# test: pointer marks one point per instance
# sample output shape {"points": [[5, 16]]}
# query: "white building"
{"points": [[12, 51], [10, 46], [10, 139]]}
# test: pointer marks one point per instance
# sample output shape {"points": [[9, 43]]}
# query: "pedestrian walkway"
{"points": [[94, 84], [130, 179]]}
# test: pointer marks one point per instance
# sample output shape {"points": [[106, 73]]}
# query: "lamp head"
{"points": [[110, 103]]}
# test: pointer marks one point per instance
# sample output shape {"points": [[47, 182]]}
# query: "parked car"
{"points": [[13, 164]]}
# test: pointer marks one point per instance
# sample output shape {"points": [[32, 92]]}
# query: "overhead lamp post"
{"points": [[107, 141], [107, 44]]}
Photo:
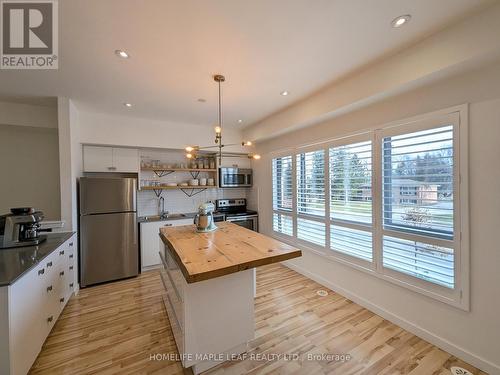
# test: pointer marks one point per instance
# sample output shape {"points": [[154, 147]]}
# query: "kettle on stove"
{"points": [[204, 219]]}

-=-=-

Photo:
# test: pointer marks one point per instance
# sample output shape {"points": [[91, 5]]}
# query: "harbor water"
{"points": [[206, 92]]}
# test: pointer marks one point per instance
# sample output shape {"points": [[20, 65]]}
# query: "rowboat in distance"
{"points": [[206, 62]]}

-=-=-

**REQUEST:**
Count the lines in the material above that contain the word "output". Reply with the number only.

**FINAL RESULT:**
8